Instructions to follow: Your task is to return the line containing "Target: deer artwork print" and each line after it through the end of the entries, exactly, with no other lines.

[Referring expression pointing data]
★ ★ ★ ★ ★

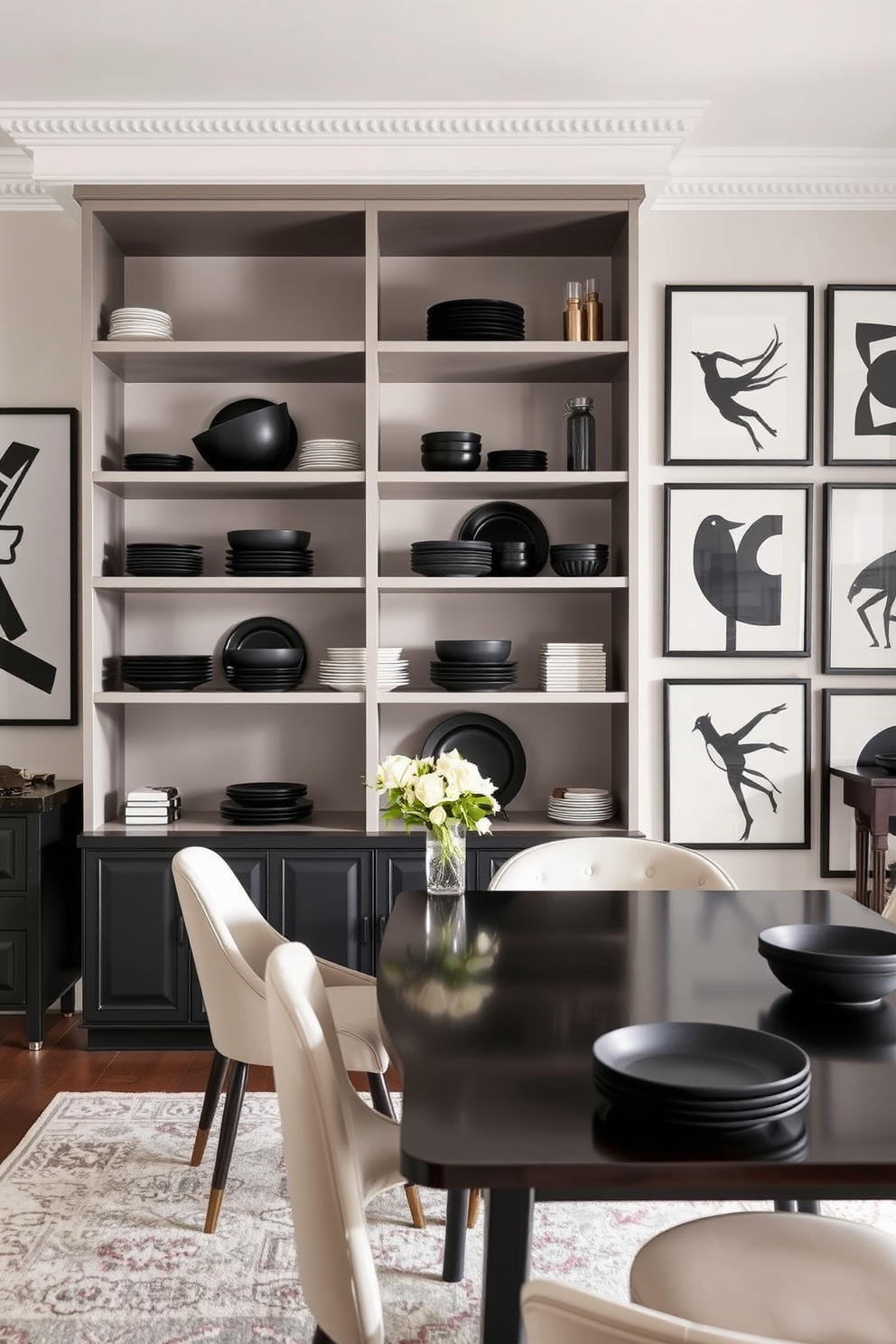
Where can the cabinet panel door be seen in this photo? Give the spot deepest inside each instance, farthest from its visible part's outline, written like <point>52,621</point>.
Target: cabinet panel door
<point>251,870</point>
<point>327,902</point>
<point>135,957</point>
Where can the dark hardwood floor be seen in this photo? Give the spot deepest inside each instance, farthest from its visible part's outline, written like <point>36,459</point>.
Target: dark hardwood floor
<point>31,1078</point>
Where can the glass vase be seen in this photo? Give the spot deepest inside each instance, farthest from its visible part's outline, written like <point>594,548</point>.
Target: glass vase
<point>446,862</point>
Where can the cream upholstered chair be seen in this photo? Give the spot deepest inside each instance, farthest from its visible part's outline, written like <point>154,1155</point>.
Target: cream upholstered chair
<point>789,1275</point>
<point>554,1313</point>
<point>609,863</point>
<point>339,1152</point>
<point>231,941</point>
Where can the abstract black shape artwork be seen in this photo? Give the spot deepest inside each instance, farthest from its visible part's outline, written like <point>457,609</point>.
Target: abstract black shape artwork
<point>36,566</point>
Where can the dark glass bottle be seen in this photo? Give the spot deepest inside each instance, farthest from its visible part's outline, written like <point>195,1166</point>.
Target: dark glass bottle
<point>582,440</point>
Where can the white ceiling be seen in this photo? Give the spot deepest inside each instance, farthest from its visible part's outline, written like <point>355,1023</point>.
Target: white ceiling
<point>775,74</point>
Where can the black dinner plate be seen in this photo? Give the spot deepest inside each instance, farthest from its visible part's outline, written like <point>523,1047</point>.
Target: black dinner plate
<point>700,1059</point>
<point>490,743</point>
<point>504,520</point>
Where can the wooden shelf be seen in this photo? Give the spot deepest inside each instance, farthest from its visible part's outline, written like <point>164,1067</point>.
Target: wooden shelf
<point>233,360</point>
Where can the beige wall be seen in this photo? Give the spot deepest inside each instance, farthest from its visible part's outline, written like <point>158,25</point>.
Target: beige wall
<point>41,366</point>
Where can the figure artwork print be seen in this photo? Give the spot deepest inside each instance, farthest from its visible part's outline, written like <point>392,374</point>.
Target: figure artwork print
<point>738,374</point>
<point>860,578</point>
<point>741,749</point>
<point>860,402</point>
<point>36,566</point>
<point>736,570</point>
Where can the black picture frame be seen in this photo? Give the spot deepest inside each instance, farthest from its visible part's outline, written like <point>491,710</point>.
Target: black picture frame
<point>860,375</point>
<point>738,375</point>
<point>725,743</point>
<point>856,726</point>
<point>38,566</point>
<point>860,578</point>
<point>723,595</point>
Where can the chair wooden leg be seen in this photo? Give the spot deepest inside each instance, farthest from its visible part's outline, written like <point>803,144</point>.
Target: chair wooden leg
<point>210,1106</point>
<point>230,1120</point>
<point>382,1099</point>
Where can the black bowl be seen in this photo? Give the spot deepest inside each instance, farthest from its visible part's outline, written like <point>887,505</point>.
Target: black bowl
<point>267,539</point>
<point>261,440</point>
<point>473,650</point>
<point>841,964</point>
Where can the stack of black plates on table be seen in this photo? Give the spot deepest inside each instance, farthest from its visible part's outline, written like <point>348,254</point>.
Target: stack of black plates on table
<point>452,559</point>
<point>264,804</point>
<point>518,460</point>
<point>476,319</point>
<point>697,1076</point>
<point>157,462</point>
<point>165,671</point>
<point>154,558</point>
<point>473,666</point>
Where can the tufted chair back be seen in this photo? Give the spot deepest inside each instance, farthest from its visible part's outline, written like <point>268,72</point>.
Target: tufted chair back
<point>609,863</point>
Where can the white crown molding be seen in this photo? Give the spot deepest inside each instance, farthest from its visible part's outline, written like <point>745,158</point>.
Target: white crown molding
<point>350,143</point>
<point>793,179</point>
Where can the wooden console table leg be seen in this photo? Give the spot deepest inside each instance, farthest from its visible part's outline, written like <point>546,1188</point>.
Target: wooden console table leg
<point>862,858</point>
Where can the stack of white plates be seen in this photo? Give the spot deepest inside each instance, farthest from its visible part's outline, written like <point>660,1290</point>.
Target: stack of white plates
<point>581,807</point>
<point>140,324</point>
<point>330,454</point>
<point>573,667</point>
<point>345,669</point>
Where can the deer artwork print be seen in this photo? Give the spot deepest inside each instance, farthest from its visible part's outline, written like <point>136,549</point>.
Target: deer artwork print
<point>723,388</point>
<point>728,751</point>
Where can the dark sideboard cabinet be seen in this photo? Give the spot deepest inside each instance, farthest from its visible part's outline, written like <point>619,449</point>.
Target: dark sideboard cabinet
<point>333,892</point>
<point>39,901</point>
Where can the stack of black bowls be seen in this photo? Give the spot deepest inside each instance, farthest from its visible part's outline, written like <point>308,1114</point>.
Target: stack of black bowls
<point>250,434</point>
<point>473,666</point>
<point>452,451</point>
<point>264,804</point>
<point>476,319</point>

★ ★ ★ ★ ★

Solution below:
Target: deer artwork print
<point>723,388</point>
<point>728,751</point>
Where can the dark sideboard cabinet be seen in this photo? Give the spot deepest inside each instance, farthest from its visible part's outline, written like <point>619,449</point>.
Target: dark sideboard cabinet
<point>333,892</point>
<point>39,901</point>
Where can the stack of black bowls be seen in this photo? Give the spot deepest inside each instance, farthest from its visible part's outline, written like <point>308,1114</point>.
Target: stack of black bowls
<point>250,434</point>
<point>473,666</point>
<point>452,451</point>
<point>264,804</point>
<point>476,319</point>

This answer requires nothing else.